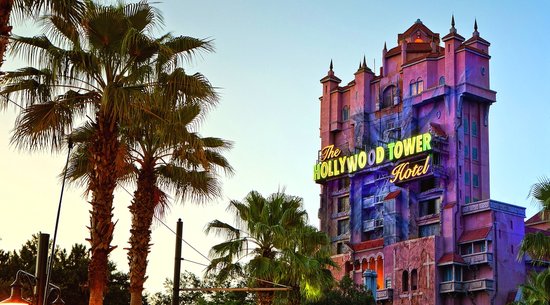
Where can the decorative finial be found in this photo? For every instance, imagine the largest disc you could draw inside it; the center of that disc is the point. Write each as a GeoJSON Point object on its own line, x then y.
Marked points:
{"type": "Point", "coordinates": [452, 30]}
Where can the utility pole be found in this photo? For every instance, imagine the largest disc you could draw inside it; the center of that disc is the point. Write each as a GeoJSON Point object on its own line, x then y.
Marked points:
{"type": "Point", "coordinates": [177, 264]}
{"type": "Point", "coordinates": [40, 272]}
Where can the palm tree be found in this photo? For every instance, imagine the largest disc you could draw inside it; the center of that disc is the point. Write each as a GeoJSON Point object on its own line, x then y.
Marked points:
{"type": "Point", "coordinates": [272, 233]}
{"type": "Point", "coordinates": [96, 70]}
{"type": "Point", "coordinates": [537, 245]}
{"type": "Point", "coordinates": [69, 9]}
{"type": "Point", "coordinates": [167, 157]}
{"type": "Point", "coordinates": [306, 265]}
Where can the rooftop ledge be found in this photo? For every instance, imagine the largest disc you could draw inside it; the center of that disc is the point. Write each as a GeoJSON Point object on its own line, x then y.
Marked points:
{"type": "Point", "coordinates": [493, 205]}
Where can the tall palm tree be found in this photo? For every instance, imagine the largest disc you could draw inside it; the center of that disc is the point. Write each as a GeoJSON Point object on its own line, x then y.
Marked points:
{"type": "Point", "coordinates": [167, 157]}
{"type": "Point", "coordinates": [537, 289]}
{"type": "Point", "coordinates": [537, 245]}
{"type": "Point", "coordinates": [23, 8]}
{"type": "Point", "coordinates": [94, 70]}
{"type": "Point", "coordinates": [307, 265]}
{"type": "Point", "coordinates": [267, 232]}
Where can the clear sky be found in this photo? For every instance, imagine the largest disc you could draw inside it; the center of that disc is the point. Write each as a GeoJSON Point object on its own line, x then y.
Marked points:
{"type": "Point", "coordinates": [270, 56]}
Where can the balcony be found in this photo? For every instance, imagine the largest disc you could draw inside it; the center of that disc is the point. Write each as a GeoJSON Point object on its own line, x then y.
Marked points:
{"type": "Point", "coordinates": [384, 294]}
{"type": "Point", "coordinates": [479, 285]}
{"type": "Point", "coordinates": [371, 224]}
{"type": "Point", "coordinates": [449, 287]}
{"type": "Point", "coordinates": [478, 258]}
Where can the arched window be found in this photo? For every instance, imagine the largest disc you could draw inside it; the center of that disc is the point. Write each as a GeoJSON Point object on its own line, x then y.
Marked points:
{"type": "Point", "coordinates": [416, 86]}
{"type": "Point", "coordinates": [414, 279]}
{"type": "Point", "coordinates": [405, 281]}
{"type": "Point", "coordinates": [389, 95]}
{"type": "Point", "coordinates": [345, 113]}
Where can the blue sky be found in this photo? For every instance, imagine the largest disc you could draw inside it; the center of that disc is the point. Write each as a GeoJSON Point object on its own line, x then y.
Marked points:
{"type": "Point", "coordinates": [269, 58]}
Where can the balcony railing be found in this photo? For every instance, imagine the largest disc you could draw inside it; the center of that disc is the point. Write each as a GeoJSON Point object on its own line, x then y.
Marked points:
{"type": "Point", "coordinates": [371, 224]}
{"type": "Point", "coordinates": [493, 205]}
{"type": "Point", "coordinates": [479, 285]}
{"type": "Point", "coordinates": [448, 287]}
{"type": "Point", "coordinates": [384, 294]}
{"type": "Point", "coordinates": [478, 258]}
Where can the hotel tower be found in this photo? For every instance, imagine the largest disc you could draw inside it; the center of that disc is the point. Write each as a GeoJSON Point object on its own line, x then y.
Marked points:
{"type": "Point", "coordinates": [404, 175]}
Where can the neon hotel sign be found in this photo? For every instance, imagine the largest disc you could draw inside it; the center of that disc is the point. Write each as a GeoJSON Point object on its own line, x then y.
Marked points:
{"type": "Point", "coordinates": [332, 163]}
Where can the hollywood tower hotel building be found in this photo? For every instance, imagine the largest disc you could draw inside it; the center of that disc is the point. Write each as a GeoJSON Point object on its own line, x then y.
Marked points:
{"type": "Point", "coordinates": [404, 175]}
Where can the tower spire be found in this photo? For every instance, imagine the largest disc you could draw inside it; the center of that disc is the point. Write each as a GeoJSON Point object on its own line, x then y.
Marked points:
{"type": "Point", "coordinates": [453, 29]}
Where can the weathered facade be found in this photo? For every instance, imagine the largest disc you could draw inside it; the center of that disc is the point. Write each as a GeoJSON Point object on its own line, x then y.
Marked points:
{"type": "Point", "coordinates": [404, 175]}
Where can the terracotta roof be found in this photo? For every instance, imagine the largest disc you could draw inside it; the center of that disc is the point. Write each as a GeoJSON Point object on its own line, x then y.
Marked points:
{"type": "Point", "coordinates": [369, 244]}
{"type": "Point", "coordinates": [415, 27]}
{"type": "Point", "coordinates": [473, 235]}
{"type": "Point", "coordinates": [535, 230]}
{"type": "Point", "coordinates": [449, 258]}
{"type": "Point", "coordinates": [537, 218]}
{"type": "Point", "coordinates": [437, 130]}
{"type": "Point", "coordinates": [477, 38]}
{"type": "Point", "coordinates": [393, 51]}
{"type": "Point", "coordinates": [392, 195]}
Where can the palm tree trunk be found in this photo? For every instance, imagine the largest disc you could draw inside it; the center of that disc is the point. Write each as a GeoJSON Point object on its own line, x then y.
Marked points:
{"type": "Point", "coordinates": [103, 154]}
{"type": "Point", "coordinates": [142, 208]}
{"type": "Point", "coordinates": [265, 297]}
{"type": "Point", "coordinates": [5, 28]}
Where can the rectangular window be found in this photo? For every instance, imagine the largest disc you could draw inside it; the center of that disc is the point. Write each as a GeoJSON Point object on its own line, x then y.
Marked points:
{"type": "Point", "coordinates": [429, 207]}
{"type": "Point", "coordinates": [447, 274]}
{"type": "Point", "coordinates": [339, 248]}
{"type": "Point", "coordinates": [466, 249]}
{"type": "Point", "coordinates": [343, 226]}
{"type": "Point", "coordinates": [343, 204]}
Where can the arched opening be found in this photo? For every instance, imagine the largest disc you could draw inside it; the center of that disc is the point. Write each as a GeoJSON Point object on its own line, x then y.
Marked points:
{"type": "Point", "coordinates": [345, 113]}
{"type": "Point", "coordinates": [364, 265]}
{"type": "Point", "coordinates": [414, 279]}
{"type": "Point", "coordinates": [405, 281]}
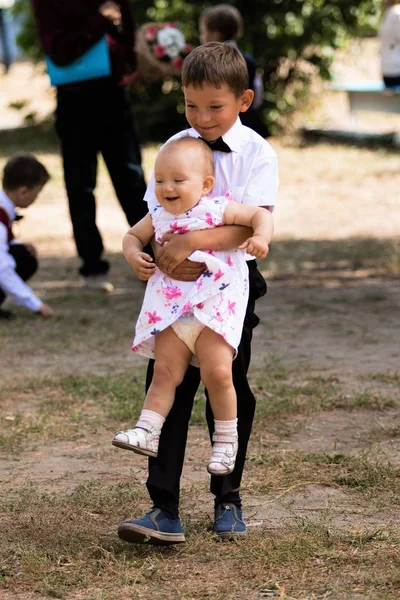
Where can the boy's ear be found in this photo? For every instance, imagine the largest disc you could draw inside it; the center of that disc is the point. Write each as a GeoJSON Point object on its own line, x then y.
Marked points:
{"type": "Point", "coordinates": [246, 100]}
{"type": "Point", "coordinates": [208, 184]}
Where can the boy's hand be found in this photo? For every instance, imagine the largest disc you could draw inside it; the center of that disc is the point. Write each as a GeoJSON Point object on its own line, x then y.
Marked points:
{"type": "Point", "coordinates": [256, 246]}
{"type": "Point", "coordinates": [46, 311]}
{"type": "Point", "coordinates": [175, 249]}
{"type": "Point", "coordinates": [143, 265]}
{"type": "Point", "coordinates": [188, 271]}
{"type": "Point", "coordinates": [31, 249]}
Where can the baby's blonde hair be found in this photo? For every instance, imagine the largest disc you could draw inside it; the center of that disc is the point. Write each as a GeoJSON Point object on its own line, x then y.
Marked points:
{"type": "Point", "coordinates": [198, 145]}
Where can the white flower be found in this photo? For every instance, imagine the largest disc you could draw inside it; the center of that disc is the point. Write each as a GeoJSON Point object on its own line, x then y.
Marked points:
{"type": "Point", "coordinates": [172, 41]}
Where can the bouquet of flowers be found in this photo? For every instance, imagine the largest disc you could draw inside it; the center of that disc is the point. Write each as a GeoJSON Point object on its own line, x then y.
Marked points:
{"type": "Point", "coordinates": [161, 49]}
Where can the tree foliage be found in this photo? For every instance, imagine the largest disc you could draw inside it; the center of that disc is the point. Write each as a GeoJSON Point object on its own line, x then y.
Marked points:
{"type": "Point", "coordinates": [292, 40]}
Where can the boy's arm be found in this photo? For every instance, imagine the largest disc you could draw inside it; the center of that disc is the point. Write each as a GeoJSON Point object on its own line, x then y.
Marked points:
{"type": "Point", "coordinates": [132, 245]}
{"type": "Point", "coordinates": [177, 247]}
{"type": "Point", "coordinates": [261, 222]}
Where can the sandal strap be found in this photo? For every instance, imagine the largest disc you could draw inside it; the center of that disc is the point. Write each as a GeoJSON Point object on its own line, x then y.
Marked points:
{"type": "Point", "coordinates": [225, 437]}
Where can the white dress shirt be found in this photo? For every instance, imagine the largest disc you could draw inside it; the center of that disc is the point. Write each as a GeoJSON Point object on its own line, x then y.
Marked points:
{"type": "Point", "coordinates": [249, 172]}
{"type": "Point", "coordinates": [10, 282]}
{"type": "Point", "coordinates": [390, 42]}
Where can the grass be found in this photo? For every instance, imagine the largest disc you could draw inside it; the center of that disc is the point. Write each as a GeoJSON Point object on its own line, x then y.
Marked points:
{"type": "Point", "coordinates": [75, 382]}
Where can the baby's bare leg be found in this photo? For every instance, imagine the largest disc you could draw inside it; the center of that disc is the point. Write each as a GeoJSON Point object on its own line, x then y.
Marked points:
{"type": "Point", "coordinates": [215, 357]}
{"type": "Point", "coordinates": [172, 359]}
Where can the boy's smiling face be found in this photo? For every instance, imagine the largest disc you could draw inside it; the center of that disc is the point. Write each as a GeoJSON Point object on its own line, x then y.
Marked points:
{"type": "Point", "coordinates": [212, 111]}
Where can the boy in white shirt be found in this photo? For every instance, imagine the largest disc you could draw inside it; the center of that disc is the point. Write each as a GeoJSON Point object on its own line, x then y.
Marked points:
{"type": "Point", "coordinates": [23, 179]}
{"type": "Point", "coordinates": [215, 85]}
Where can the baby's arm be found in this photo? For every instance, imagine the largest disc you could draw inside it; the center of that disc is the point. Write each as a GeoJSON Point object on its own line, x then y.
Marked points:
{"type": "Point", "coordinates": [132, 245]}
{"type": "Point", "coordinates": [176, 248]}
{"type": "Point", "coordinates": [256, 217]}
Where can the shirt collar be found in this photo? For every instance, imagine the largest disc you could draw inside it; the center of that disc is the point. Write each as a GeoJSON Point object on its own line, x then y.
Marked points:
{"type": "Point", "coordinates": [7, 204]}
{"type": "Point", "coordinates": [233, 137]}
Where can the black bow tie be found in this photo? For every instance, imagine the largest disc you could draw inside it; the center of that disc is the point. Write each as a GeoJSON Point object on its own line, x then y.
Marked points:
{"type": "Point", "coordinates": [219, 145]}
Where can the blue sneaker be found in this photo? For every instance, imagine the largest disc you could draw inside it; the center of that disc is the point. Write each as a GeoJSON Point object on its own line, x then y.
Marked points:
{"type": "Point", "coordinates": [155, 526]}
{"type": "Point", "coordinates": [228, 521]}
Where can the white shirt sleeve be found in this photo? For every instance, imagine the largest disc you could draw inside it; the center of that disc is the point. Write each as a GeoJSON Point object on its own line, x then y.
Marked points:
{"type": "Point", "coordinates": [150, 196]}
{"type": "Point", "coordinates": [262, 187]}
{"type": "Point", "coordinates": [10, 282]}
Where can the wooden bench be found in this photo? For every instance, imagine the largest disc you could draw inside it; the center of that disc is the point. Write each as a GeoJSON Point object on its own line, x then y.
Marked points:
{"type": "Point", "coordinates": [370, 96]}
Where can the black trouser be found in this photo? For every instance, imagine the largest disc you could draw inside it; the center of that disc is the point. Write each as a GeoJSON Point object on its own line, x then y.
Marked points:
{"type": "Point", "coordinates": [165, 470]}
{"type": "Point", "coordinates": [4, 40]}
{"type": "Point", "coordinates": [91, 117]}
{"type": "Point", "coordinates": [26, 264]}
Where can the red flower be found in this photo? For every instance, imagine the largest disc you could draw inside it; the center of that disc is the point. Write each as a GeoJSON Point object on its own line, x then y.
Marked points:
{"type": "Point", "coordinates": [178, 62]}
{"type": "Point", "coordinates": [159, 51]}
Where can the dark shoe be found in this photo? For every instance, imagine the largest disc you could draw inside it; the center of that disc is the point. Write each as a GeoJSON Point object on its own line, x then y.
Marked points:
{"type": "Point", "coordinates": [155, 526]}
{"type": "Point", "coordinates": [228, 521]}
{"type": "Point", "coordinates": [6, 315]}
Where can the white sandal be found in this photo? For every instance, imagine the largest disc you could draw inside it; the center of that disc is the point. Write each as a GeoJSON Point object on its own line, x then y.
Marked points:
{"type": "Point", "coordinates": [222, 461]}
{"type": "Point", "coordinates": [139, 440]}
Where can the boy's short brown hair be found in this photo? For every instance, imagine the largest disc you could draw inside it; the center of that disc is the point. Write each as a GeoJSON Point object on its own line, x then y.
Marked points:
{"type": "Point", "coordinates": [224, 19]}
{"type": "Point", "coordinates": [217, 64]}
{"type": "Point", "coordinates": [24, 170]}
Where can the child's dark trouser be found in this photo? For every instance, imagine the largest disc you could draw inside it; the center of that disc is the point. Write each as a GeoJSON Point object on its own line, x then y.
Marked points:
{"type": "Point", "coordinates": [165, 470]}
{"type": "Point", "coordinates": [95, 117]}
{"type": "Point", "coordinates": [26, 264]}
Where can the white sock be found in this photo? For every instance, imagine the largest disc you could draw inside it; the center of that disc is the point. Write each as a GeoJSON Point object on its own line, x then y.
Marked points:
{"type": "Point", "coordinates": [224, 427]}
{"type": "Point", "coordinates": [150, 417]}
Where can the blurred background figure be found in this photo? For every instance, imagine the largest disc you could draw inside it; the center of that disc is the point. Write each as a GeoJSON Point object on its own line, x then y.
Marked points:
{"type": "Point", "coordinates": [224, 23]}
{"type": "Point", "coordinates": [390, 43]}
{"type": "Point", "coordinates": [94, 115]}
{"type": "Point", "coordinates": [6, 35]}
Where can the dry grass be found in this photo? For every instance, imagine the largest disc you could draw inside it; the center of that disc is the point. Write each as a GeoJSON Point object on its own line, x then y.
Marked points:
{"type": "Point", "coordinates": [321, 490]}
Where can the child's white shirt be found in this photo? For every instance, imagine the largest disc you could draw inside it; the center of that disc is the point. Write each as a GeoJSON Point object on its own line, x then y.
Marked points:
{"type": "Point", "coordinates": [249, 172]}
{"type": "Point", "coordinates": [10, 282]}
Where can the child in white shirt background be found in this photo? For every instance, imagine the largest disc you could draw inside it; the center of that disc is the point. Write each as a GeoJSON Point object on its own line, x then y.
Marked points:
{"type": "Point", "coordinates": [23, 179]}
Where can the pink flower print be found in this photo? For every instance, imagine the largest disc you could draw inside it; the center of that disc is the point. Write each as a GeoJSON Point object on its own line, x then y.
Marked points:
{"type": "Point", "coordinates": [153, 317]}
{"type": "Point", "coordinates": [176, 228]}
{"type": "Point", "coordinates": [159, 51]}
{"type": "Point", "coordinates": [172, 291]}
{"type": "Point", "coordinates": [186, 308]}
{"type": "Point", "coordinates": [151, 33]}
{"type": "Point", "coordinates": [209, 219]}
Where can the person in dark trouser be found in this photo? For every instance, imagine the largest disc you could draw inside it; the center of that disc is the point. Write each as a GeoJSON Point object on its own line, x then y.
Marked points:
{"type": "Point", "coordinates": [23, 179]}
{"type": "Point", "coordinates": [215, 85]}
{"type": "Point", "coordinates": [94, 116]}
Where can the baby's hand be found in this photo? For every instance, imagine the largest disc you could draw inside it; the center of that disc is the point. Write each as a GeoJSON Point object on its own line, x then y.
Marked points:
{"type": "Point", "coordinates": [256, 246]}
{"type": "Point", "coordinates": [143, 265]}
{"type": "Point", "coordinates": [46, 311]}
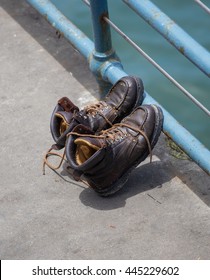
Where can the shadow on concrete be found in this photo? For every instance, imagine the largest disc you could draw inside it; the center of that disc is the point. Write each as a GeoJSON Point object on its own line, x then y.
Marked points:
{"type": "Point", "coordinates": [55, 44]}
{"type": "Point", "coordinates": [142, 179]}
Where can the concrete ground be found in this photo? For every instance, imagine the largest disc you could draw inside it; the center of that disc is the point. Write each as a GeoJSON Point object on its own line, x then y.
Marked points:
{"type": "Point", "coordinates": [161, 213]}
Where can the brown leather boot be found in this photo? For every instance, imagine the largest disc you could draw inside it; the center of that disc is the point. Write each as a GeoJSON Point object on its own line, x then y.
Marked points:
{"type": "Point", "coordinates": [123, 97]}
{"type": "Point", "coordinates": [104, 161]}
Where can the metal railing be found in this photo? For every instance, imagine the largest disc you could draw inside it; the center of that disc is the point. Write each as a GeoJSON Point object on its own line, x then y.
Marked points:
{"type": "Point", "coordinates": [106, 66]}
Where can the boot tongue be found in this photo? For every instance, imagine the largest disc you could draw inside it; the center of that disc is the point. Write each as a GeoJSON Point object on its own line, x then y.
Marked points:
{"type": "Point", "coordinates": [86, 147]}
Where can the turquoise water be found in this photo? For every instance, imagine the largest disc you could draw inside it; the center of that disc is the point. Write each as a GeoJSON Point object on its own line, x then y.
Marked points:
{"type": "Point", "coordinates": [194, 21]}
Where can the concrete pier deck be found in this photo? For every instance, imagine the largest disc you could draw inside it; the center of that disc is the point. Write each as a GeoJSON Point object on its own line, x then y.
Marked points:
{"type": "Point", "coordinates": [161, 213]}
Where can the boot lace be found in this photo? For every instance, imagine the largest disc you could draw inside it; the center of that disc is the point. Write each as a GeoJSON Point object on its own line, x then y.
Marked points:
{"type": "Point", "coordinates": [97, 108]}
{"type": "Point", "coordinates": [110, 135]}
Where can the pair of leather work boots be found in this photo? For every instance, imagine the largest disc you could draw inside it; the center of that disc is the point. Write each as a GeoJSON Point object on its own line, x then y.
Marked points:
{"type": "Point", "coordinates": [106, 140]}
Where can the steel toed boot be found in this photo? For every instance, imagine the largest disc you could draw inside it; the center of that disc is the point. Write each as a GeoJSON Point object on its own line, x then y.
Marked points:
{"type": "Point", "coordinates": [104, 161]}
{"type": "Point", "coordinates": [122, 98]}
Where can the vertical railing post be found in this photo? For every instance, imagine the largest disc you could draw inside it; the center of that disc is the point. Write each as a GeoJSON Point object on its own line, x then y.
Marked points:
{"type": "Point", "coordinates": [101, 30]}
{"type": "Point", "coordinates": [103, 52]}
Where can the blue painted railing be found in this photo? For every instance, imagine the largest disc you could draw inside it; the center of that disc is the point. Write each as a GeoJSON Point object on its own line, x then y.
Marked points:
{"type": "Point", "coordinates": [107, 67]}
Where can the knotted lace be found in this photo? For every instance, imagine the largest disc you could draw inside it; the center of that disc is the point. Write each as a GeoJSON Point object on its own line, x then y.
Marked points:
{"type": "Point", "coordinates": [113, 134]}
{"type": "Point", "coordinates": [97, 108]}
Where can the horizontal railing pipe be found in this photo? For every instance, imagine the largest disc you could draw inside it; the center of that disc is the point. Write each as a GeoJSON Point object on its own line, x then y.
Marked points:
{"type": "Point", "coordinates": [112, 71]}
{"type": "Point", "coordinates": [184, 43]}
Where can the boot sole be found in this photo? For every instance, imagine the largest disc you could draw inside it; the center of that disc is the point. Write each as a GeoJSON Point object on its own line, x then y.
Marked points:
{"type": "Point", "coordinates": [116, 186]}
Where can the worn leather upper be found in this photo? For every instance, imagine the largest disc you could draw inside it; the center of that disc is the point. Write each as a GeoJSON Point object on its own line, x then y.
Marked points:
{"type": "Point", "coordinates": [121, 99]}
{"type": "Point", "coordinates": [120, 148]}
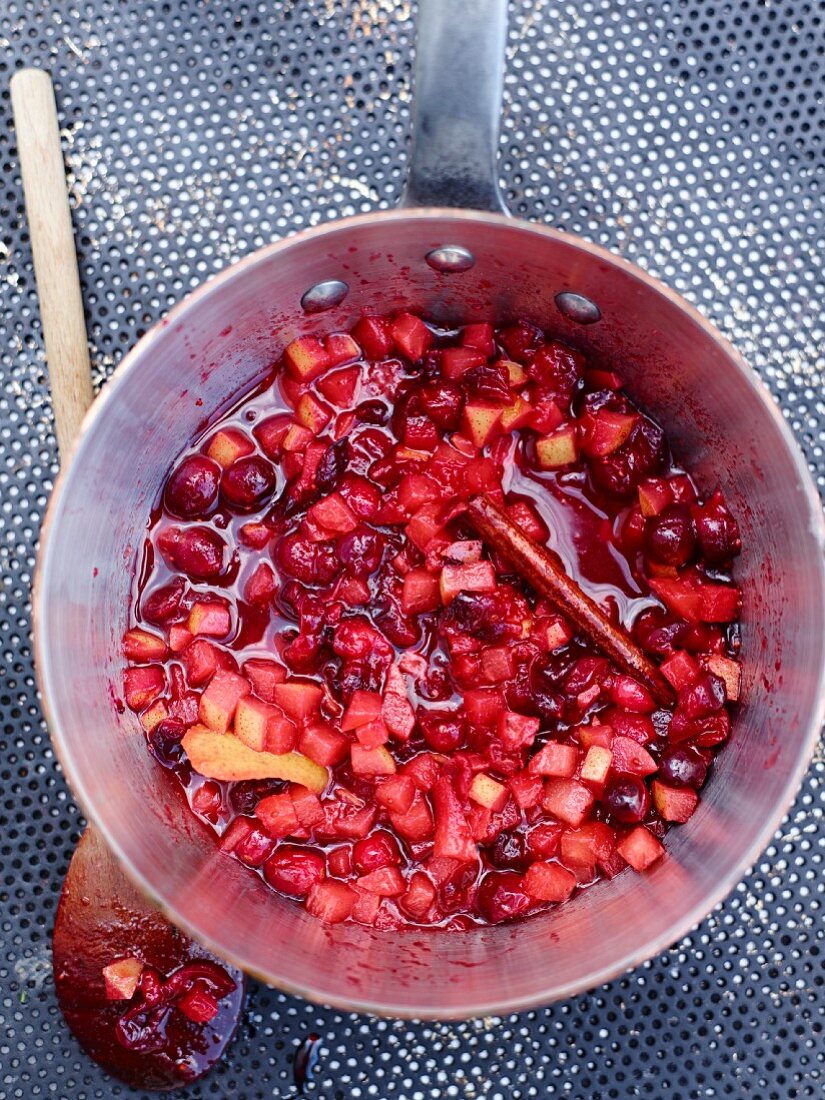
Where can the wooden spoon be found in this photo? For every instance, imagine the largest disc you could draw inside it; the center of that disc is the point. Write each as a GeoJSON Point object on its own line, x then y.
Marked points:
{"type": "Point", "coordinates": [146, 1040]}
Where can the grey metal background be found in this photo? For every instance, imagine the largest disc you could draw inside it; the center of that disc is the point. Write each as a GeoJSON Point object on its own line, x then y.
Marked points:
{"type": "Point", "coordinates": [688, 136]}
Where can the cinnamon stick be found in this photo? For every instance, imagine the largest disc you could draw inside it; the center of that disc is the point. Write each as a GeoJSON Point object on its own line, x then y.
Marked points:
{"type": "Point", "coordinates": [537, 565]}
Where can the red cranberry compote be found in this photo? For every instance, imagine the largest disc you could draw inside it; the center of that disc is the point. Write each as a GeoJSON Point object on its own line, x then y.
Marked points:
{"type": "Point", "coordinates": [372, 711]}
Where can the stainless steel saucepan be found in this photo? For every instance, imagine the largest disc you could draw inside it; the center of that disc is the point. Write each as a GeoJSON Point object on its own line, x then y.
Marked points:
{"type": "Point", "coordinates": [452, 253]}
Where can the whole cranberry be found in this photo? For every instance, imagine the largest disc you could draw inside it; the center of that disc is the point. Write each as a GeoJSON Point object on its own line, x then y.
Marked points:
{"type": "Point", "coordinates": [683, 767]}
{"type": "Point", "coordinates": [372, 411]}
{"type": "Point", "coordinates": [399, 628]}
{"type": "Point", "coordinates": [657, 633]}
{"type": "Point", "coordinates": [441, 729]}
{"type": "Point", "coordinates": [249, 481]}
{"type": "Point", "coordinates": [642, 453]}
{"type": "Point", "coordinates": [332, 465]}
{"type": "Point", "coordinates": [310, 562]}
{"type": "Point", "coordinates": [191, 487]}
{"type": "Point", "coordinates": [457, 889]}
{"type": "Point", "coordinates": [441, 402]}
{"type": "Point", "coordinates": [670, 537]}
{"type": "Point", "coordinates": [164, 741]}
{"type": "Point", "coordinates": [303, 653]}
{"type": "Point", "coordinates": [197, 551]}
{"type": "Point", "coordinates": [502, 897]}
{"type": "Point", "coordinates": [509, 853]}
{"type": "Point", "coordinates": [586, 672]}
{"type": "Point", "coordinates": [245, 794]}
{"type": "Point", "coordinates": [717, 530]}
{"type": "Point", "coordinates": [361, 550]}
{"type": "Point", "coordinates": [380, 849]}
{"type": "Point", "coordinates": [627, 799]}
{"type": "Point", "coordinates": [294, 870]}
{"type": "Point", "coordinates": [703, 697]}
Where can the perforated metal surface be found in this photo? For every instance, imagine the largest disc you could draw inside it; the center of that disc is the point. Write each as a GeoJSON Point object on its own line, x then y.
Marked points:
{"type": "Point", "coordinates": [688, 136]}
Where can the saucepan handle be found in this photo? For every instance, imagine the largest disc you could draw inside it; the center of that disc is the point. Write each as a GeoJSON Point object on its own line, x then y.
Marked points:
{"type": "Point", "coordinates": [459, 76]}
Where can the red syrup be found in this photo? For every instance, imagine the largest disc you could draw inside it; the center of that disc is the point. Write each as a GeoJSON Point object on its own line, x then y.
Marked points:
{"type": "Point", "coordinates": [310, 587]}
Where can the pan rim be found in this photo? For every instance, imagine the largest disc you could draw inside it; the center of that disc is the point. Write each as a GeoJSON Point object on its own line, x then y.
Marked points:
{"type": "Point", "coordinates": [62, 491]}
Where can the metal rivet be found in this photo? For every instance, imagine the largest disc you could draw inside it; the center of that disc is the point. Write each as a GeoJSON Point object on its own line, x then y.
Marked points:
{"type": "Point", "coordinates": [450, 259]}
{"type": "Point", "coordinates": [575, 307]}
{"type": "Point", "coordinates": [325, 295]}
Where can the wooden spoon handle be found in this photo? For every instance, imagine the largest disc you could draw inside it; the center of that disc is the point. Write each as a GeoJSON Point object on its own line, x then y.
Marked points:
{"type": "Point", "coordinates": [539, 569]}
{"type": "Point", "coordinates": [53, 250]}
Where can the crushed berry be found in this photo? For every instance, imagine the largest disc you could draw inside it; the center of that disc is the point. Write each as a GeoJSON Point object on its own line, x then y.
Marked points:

++++++++++++++++++++

» **REQUIRED ACTION**
In the data above, retype exactly and only the lines between the one holding "Where can the rectangular" and the one holding "Where can the arched opening", inclusive.

» **SOLVED PROBLEM**
Where can the rectangular window be found in this photo? For every instance, imagine the largest disc you could draw inside it; the center of that disc is the point. Write each as a GeoJSON Point object on its own line, x then y.
Marked points:
{"type": "Point", "coordinates": [429, 207]}
{"type": "Point", "coordinates": [447, 274]}
{"type": "Point", "coordinates": [339, 248]}
{"type": "Point", "coordinates": [466, 249]}
{"type": "Point", "coordinates": [343, 226]}
{"type": "Point", "coordinates": [343, 204]}
Where can the arched opening be found in this photo? For every instance, imagine the largest disc you could draw inside it; the center of that disc is the point. Write each as a GeoJSON Point object on its own line, x then y.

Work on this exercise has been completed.